To do — Print every entry again, precisely as written.

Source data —

══════

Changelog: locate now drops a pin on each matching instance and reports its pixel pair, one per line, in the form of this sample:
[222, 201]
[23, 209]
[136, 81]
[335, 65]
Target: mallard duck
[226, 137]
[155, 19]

══════

Answer for the task —
Changelog: locate now drops a pin on each matching instance and reports its pixel pair, one per line, in the form of this sample:
[222, 201]
[23, 209]
[136, 81]
[335, 65]
Target: mallard duck
[226, 137]
[155, 19]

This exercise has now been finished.